> DOCUMENT SECTION
———
# Cheese Sale



## oregon smoker (Nov 16, 2013)

Thought i would toss this up....caught a reasonable sale at Cash and Carry 5lb logs of Monterey Jack, Pepper Jack, Colby, Sharp Cheddar for $12.49. it is their house brand but i have used it many times with excelent results. 5lb Tillamook medium cheddar for 13.88. then off to Costco ......what a zoo today but my wife pointed out they had Bandon Cheese (sharp Cheddar) 2 1/2lb logs at 5.99 unheard of in these parts price wise. so now it is going to be off to the smoker shortly, 60 plus pounds acumulated for the holidays including the blues and the gorganzola. will follow with Q-view as we progress

tom


----------



## themule69 (Nov 16, 2013)

Tom nice score. I'm always looking for cheese sells. To bad they don't have Cash and Carry here
	

	
	
		
		



		
			






Happy smoken.
———
> EXERCISES
A: Answer these questions using the cheese sale thread.
(i) What price did Cash and Carry charge for the 5lb logs of its house-brand cheeses?
(ii) What price were the 2 1/2lb logs of Bandon sharp cheddar at Costco?
(iii) Which store does themule69 say is not available where they live?
B: Echo the passage of the cheese sale thread from "Thought i would" up to and including "themule69 (Nov 16, 2013)".
C: Write what comes next in the cheese sale thread, picking up after its final line.

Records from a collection
———
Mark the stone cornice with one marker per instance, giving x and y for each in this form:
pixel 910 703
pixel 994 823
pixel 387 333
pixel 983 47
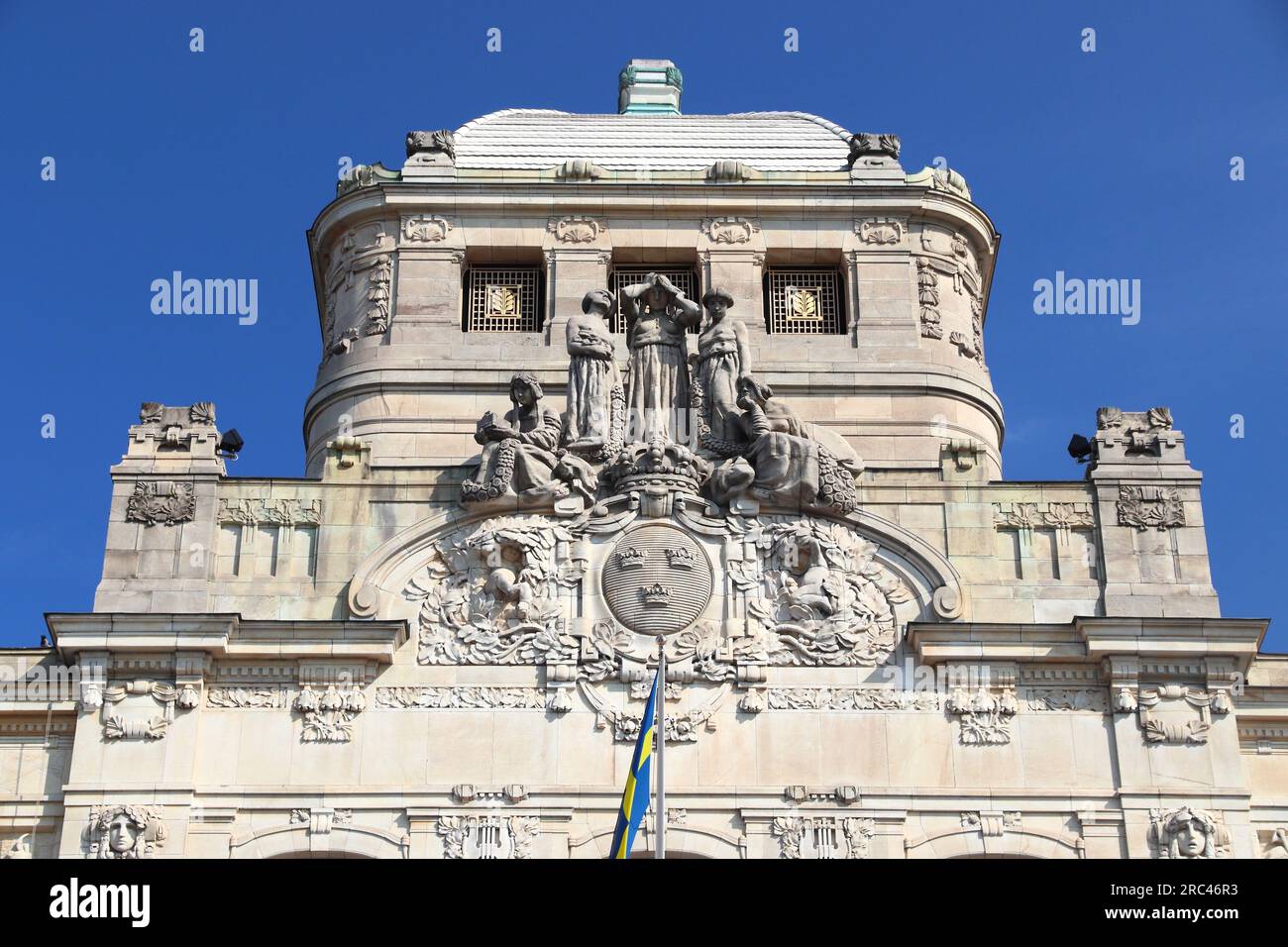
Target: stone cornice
———
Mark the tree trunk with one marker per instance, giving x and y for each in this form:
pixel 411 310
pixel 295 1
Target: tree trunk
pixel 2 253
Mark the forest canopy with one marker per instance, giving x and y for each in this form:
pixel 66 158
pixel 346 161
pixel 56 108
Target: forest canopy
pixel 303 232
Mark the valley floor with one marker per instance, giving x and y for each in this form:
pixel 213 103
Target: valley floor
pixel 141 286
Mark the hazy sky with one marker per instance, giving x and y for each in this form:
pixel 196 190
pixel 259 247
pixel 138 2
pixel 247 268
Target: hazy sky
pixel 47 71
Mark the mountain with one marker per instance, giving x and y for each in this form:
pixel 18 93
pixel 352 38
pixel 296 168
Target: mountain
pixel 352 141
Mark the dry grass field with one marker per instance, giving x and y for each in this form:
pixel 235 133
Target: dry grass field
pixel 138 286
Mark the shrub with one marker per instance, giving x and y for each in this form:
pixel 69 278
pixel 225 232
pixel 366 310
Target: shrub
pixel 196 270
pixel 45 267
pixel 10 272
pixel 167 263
———
> RESPONSES
A:
(i) $12.49
(ii) 5.99
(iii) Cash and Carry

B:
Thought i would toss this up....caught a reasonable sale at Cash and Carry 5lb logs of Monterey Jack, Pepper Jack, Colby, Sharp Cheddar for $12.49. it is their house brand but i have used it many times with excelent results. 5lb Tillamook medium cheddar for 13.88. then off to Costco ......what a zoo today but my wife pointed out they had Bandon Cheese (sharp Cheddar) 2 1/2lb logs at 5.99 unheard of in these parts price wise. so now it is going to be off to the smoker shortly, 60 plus pounds acumulated for the holidays including the blues and the gorganzola. will follow with Q-view as we progress

tom


----------



## themule69 (Nov 16, 2013)

C:
David


----------



## oregon smoker (Nov 16, 2013)

david,

cash and carry is also part of smart and final fyi. but check your costo as well their tillamook is usually fair only it is mild instead of sharp but still with a apple smoke for my average 4 hr no one that visits can detect the different cheese (one from the other) i was suprised to see the bandon cheese today at costco but my wife said it has been there for awhile. do do the math and they seem to run about 2.50lb which sadly today is a bargain.

tom


----------



## themule69 (Nov 16, 2013)

Oregon Smoker said:


> david,
> 
> cash and carry is also part of smart and final fyi. but check your costo as well their tillamook is usually fair only it is mild instead of sharp but still with a apple smoke for my average 4 hr no one that visits can detect the different cheese (one from the other) i was suprised to see the bandon cheese today at costco but my wife said it has been there for awhile. do do the math and they seem to run about 2.50lb which sadly today is a bargain.
> 
> tom


Thanks Tom

 We don't have that around here.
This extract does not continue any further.